Nobody doubts that it can be done and many such things have been done
before and there is nothing to be learnt from doing them.
30 years ago, formalising such results was perhaps a great achievement
worthy of publication, but these days not so much. Especially if it was
already done in another system – even though a Coq library doesn't help
Isabelle users much, someone still /has/ to do it in Isabelle.
(Just to be clear: I'm not saying such routine things /should/ be
publishable, at least not in the same venues as "novel" formalisations.
I'm just saying it's a pity because such unglamorous things also need to
be done and there is currently no mechanism to reward it.)
Manuel
From: Manuel Eberl <eberlm@in.tum.de>
You can try looking at the author lists of the files in question (at the
very beginning of each file). These typically list the people who first
worked on these topics, although perhaps not everyone who contributed
material and maintained the libraries since. I at least only add my name
to the list if I make same very significant additions to a file.
Much of our analysis was also (at least initially) ported from HOL
Light, so the authors of HOL Light's analysis library (probably mostly
John Harrison?) also deserve a lot of credit for Isabelle's library.
By the way, as I see it, the main reason why this filter paper was
worthy of publication is that it (to my knowledge) introduced
filter-based topology into the ITP world, which makes so many things
much more convenient and is /not/ simply a routine formalization of some
well-known maths. Filters are known in mathematics, but mathematicians
do not use them in undergraduate textbooks on analysis. And there's the
description of the type class hierarchy, which is also an ITP issue that
goes a bit beyond routine formalisation of maths and has more of a
"software engineering" flavour.
It is always good if one can include such aspects in formalisations.

* **GIVEN RECORDS**:

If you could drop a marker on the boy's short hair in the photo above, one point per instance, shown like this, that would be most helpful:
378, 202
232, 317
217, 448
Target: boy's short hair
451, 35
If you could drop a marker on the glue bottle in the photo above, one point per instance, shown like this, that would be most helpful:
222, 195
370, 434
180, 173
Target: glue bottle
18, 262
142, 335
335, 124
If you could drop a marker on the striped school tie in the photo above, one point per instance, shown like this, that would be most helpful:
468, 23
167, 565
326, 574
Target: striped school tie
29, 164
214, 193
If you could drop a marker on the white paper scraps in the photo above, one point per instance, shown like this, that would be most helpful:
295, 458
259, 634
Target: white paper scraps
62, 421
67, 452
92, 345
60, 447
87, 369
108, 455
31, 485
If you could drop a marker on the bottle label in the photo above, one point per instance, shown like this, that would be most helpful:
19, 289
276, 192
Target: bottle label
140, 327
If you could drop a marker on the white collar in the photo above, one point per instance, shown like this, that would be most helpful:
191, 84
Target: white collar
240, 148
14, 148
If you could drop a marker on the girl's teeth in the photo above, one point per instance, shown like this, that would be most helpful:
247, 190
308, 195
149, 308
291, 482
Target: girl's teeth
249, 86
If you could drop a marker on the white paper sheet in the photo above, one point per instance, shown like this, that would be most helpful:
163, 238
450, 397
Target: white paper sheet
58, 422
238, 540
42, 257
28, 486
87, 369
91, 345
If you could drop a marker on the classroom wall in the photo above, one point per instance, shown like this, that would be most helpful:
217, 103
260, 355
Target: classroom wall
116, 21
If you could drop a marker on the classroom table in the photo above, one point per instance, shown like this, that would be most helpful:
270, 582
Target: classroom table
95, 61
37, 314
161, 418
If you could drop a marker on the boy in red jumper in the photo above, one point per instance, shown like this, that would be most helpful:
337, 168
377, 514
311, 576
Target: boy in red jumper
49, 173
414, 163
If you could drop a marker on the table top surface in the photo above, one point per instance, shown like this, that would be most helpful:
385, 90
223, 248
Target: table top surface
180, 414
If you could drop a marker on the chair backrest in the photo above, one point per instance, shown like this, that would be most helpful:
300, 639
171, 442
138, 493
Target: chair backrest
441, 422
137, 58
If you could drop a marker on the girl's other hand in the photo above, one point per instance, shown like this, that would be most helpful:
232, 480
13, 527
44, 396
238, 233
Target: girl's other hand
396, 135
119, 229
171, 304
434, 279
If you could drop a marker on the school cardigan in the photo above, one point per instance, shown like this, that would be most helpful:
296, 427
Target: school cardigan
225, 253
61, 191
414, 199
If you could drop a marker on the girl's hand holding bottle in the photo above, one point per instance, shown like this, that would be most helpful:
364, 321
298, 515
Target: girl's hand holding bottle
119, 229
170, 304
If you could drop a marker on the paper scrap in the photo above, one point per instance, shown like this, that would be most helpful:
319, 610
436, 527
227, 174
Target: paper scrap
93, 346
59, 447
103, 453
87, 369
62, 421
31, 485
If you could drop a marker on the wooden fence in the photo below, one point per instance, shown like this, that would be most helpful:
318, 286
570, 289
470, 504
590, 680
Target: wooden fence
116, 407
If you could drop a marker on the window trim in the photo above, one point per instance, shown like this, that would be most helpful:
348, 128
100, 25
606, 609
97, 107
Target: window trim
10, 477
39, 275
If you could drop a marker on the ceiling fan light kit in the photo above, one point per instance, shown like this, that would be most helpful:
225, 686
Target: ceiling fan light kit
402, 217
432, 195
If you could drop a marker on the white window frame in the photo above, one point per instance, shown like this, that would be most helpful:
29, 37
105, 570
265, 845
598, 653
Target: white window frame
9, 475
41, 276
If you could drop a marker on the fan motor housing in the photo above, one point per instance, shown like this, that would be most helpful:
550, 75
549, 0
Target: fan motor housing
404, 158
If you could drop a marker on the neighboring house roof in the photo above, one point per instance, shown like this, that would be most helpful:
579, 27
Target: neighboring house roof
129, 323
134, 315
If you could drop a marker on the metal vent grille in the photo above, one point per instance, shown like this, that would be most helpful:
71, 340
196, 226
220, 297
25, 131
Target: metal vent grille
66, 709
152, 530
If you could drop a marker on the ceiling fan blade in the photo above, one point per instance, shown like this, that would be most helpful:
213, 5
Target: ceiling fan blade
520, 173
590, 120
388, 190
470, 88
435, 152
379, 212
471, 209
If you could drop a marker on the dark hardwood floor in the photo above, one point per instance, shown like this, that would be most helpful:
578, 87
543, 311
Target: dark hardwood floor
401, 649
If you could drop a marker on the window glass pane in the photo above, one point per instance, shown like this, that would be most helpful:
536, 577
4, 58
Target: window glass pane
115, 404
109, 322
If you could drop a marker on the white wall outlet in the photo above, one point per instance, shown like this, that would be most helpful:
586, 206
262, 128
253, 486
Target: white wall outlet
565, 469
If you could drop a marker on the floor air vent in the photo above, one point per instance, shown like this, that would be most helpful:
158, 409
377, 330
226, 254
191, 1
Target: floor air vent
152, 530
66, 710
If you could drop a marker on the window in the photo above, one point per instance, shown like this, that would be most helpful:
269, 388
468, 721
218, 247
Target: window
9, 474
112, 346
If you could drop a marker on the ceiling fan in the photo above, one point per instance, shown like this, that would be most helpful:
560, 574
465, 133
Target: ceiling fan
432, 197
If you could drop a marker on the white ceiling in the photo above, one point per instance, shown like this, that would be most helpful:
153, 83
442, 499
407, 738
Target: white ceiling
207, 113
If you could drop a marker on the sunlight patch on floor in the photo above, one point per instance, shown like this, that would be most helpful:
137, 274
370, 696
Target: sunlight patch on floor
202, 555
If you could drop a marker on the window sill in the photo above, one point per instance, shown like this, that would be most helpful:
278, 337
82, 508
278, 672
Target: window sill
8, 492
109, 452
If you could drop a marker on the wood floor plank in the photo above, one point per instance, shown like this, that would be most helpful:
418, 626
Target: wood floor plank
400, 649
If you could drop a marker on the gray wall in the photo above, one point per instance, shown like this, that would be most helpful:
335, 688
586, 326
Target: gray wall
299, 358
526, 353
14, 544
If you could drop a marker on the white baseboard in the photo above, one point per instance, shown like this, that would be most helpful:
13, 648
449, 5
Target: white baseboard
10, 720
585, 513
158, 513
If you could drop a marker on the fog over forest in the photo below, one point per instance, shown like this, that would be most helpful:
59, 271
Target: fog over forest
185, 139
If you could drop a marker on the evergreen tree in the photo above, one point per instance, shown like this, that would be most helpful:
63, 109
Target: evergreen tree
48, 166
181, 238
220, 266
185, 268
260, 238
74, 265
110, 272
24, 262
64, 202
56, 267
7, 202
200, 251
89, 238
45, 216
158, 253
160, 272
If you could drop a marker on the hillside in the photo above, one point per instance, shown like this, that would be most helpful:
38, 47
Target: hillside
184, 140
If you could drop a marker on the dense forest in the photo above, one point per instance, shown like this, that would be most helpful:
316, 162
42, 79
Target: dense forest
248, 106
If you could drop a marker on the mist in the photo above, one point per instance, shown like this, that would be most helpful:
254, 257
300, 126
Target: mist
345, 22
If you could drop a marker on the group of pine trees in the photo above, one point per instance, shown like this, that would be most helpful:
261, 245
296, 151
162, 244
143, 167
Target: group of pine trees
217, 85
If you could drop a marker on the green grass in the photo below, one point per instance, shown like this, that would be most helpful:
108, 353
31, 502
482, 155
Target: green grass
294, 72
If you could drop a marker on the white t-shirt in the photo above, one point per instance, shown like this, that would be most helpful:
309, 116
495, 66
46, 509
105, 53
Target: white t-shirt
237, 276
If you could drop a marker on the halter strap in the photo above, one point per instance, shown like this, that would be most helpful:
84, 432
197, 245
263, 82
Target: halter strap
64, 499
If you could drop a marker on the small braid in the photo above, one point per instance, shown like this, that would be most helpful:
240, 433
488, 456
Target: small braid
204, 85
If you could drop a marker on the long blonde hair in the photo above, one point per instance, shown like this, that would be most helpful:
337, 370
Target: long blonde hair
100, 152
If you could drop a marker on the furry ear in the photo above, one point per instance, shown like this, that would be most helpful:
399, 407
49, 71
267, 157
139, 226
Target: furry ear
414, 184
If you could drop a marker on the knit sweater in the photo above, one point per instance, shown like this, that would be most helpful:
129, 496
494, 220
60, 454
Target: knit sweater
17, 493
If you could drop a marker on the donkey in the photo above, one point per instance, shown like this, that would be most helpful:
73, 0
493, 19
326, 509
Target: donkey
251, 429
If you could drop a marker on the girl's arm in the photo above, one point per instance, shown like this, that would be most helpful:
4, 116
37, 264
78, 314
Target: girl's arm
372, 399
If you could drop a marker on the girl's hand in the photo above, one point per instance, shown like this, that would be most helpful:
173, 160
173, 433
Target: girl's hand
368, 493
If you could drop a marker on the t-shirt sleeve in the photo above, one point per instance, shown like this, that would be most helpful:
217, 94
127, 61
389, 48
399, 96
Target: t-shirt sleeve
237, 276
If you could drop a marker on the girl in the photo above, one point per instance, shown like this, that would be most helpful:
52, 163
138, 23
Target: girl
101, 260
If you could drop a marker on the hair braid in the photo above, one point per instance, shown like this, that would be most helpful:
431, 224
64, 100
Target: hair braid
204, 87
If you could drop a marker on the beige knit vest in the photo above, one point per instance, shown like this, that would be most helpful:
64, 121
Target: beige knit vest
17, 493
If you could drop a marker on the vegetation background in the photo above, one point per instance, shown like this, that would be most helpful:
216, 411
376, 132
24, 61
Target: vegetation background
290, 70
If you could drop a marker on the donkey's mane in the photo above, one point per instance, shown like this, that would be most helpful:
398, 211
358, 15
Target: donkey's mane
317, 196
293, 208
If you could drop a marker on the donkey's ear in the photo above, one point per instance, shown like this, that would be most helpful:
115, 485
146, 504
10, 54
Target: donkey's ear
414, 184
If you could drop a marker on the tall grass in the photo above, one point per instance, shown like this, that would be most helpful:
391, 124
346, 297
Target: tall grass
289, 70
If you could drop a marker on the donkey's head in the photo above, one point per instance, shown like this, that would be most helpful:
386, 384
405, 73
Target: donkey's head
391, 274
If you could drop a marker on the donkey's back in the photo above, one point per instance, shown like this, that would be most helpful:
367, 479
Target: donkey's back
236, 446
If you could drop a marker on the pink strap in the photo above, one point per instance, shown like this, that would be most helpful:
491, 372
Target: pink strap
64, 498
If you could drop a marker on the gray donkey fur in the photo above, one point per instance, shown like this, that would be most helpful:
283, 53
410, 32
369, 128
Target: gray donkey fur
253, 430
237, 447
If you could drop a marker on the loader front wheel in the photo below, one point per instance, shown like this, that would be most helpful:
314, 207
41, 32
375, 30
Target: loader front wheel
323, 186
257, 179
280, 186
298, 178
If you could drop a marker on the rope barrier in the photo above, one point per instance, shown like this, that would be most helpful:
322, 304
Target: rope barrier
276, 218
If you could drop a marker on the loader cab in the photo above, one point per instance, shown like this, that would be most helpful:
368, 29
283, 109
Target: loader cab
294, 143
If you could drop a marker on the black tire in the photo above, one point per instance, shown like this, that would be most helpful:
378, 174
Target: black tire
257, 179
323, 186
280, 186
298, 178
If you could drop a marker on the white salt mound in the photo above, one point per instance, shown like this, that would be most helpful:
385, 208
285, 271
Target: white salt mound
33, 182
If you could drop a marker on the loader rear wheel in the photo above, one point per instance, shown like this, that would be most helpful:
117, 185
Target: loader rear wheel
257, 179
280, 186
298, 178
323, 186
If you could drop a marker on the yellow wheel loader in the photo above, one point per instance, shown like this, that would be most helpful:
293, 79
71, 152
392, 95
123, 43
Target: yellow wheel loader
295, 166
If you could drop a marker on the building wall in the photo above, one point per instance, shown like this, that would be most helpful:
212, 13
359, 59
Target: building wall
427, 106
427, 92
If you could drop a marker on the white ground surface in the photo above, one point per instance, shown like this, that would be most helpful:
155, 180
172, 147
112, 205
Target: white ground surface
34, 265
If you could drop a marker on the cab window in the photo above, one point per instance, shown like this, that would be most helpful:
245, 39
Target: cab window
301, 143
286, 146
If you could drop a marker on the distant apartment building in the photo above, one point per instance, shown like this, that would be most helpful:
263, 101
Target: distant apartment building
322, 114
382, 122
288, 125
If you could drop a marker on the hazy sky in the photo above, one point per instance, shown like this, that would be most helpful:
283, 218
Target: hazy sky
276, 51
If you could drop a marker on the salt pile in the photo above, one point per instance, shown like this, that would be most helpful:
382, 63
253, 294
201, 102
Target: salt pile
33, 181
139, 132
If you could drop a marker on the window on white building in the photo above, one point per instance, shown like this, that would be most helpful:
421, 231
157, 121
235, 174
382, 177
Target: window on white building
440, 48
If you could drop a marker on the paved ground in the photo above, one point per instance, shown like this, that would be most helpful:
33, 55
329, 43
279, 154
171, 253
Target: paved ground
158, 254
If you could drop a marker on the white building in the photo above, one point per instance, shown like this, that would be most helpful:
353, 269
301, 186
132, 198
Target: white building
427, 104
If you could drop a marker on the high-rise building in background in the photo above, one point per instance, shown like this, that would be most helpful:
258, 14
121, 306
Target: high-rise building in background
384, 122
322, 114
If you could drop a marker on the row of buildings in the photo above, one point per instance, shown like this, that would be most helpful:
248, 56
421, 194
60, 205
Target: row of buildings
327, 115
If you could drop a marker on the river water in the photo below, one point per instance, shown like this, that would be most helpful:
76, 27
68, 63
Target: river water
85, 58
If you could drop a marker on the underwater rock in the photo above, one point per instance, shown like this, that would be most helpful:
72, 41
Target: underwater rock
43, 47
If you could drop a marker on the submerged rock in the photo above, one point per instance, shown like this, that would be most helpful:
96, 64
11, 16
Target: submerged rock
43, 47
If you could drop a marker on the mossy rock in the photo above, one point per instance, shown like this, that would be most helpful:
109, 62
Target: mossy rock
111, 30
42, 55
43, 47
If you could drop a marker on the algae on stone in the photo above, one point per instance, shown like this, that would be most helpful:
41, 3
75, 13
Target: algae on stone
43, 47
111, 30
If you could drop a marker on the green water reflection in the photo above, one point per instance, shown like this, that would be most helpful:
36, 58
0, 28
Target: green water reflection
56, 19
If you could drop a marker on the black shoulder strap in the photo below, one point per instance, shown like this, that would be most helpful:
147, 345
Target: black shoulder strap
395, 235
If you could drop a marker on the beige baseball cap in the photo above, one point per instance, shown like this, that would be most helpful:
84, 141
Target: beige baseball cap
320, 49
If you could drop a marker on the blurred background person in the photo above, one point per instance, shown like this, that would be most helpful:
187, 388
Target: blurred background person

* **SET TASKS**:
a – Name every proof assistant or theorem-proving system mentioned in the email about formalizing math.
b – Write out a passage of the email about formalizing math word for word. Begin at the words "I'm just saying" and stop after "additions to a file.".

* **THE ANSWERS**:
a – Coq, Isabelle, HOL Light

b –
I'm just saying it's a pity because such unglamorous things also need to
be done and there is currently no mechanism to reward it.)
Manuel
From: Manuel Eberl <eberlm@in.tum.de>
You can try looking at the author lists of the files in question (at the
very beginning of each file). These typically list the people who first
worked on these topics, although perhaps not everyone who contributed
material and maintained the libraries since. I at least only add my name
to the list if I make same very significant additions to a file.